[DATA FOR THE TASK]
-.-.-
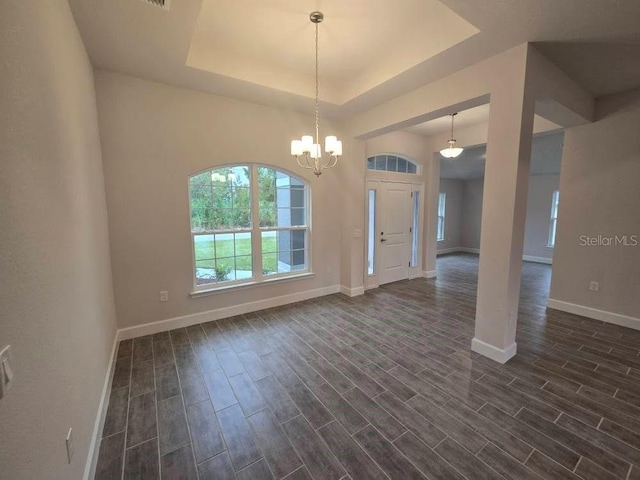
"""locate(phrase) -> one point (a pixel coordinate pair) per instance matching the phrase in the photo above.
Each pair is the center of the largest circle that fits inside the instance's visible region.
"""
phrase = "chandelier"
(307, 150)
(451, 151)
-.-.-
[PROBLEM TO SOLVE]
Render the records above as a JSON list of strings, one string per line, with blank lines and pictures left out.

[OUTPUT FOR THIS TASK]
[
  "\"\"\"locate(phrase) -> one point (a pixel coordinate pair) per instance matching the phrase in the photo above.",
  "Each pair is the center of the largest circle that fits inside the instance's visible region.",
  "\"\"\"",
  "phrase = \"chandelier\"",
  "(307, 150)",
  "(451, 151)"
]